**What you need to do**. Line by line, set down the records exactly as they appear below.

──────── Supplied material

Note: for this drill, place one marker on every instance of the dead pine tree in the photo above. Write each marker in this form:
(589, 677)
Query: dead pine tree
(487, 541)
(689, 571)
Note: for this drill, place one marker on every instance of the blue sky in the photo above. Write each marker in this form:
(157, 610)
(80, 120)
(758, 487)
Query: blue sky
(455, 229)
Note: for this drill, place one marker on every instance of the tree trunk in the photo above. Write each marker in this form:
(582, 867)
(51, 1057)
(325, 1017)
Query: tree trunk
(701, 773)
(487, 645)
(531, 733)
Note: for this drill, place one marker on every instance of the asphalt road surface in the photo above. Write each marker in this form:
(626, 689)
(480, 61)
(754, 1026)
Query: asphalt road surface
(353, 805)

────────────────

**Answer to this problem**.
Note: for this drill, place one marker on every instance of the dead pine tree in the photo above. Write each marker in this form:
(589, 677)
Query: dead pine tree
(487, 541)
(689, 571)
Note: for this drill, place one marker on every instance of the blue sky in the photo above. Write each marker in this form:
(157, 610)
(80, 120)
(758, 487)
Query: blue sky
(455, 229)
Note: for this drill, place one marker on every instance of the tree trunk in the photo above. Write each marker in this form:
(582, 867)
(51, 1057)
(325, 1017)
Query: tree trunk
(701, 773)
(487, 645)
(531, 733)
Note: for this drill, place one marker on every instance of the asphalt road surface in the photo above. Write each marker in this form:
(626, 689)
(480, 61)
(754, 1026)
Query: asphalt road surface
(353, 805)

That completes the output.